Rewrite the items from the line containing "Note. One marker is placed on each instance of the street" through the line containing "[(253, 238), (828, 196), (352, 226)]", keeping every line, requests included. Add 3 to every coordinate in the answer lists.

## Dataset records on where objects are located
------------------------------------

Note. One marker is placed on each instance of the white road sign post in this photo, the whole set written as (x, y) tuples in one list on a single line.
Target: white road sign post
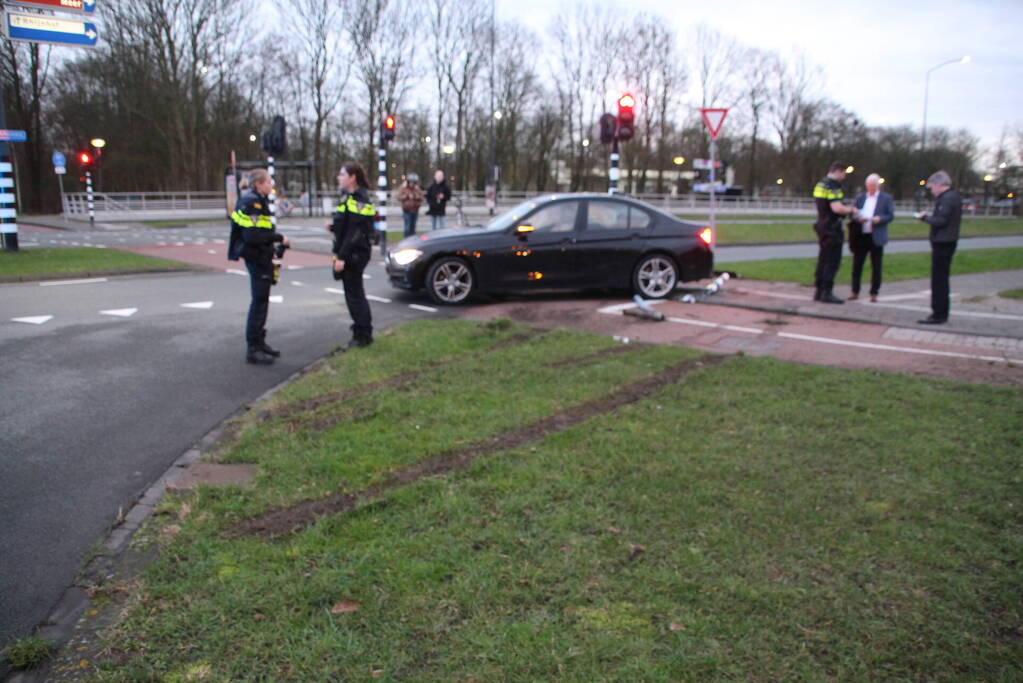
[(713, 120)]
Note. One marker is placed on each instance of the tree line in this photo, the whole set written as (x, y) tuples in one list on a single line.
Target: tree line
[(177, 85)]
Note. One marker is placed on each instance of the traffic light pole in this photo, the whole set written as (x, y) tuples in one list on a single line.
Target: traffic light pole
[(613, 173), (89, 198), (382, 196)]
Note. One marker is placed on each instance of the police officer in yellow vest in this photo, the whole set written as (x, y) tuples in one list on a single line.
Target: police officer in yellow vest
[(828, 196), (352, 226), (253, 238)]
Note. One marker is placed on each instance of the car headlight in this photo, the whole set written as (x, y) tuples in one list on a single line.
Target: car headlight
[(405, 257)]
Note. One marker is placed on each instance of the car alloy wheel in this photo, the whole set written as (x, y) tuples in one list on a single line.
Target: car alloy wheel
[(656, 276), (449, 281)]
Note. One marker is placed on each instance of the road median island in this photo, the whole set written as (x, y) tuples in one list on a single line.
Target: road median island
[(650, 514), (48, 264)]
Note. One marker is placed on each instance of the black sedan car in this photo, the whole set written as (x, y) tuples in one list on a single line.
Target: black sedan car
[(570, 241)]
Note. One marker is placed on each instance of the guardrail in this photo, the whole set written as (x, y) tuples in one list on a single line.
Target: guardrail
[(154, 206)]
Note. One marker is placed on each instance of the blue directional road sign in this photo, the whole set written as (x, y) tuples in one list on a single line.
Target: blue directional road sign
[(13, 136), (42, 29)]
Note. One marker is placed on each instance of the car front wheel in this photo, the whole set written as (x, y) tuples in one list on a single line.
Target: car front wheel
[(449, 281), (656, 276)]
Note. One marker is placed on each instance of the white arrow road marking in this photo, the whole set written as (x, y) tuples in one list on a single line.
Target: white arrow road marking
[(59, 282), (34, 320), (121, 313)]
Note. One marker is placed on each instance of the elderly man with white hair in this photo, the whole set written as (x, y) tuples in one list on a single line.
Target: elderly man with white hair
[(944, 220), (869, 233)]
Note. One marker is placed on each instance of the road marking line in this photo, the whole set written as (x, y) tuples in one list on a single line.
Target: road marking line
[(60, 282), (121, 313), (34, 320), (885, 347)]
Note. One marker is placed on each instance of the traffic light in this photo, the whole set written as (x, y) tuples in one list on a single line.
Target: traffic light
[(387, 129), (626, 118), (607, 128)]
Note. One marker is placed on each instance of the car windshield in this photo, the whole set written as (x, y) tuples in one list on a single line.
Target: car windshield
[(508, 218)]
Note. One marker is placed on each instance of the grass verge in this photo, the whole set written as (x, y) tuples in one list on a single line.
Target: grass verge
[(79, 261), (802, 230), (750, 519), (896, 266)]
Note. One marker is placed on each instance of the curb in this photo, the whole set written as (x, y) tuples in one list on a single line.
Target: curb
[(59, 626)]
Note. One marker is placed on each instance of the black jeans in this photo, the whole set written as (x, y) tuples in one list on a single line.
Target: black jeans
[(941, 262), (858, 258), (829, 258), (260, 281), (355, 296)]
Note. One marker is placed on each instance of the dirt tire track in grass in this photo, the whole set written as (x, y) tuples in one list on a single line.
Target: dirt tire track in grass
[(288, 519), (394, 381)]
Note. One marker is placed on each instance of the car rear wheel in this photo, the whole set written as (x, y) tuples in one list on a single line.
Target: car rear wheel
[(449, 281), (656, 276)]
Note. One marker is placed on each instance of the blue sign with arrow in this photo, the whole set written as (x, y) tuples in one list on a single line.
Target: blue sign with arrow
[(42, 29)]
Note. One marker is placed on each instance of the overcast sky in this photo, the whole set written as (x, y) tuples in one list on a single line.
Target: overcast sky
[(875, 53)]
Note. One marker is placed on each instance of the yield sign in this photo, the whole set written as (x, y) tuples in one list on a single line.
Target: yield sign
[(713, 120)]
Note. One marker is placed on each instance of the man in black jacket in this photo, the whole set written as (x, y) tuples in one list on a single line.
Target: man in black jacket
[(253, 238), (944, 220)]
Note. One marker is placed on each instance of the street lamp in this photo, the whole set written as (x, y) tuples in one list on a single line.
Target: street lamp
[(923, 132)]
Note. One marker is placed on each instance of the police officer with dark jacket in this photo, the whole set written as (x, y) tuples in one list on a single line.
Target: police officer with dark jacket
[(253, 238), (828, 196), (352, 226)]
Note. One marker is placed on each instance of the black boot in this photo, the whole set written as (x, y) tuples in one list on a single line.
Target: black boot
[(266, 348), (256, 356), (828, 298)]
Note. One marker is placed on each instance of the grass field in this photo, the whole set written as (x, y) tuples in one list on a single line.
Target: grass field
[(78, 261), (497, 503), (896, 266)]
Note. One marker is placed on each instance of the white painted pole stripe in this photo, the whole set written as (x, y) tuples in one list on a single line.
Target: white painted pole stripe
[(120, 313), (61, 282), (34, 320)]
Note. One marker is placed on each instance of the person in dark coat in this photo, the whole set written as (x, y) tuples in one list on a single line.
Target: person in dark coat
[(869, 233), (253, 238), (438, 195), (944, 220), (352, 226)]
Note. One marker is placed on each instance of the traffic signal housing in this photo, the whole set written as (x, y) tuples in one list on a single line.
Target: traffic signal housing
[(626, 117), (387, 129)]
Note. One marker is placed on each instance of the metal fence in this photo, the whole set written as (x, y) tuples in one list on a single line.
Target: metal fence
[(157, 206)]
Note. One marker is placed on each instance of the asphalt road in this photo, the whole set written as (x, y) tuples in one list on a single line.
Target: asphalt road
[(98, 400)]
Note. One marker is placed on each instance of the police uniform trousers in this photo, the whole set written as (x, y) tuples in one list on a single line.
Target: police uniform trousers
[(941, 262), (260, 281), (829, 258), (355, 296)]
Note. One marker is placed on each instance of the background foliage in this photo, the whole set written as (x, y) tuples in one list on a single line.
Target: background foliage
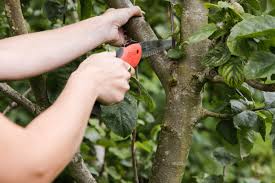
[(238, 149)]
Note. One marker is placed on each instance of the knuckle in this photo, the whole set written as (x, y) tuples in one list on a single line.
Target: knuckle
[(127, 87), (119, 97)]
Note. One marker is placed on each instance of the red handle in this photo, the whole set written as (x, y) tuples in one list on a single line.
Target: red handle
[(130, 54)]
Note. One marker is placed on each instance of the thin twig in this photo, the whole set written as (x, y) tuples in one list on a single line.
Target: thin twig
[(205, 113), (171, 9), (133, 149), (223, 172), (18, 98), (13, 104), (134, 160)]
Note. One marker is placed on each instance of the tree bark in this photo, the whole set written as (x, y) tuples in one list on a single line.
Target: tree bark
[(181, 83), (79, 171)]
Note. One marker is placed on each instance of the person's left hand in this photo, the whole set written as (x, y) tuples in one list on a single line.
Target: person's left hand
[(115, 18)]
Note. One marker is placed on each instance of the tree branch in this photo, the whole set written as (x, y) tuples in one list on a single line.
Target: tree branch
[(18, 98), (182, 88), (79, 171), (38, 85), (205, 113), (14, 104), (138, 29)]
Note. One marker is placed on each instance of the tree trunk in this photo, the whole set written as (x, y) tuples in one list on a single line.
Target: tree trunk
[(182, 86)]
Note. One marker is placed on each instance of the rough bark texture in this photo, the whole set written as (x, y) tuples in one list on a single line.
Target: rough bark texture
[(18, 98), (182, 86), (78, 169), (80, 176)]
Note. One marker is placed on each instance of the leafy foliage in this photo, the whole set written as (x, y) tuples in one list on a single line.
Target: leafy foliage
[(121, 118), (232, 72), (217, 56), (244, 32), (242, 36)]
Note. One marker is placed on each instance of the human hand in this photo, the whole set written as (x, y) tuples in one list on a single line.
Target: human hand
[(114, 19), (109, 76)]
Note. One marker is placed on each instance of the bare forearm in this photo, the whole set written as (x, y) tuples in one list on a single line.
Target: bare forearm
[(61, 127), (29, 55)]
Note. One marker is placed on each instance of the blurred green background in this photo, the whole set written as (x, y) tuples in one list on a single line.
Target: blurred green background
[(108, 155)]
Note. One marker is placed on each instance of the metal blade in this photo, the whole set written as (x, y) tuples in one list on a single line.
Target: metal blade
[(150, 48)]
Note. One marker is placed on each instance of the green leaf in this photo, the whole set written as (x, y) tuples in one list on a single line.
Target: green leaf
[(224, 157), (232, 72), (213, 179), (217, 56), (92, 135), (121, 118), (272, 134), (260, 65), (53, 9), (228, 131), (175, 54), (238, 106), (217, 101), (204, 32), (248, 119), (256, 27), (84, 8), (246, 140), (113, 173), (141, 94)]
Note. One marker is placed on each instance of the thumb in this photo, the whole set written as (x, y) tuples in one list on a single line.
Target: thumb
[(124, 14)]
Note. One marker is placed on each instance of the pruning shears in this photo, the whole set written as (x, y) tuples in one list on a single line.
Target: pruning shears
[(133, 53)]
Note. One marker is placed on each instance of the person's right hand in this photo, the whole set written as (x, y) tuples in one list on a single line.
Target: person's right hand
[(109, 76)]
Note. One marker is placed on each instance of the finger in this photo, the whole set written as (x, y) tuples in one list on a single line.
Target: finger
[(131, 70), (126, 13), (108, 54), (109, 10), (121, 40)]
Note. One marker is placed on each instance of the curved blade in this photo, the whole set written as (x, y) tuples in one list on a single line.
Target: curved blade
[(150, 48)]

------------------------------------

## Answer to this problem
Note. One marker is placed on each instance of the street lamp in this photo, the whole set written as (x, y) tuples in one list on a single line.
Target: street lamp
[(926, 135)]
Note. One marker is placed on each instance of the police officer with dark jacket in this photo, the whole set written as (x, y) tuples in one list on a single line.
Target: police officer with dark jacket
[(256, 241), (831, 199), (355, 229)]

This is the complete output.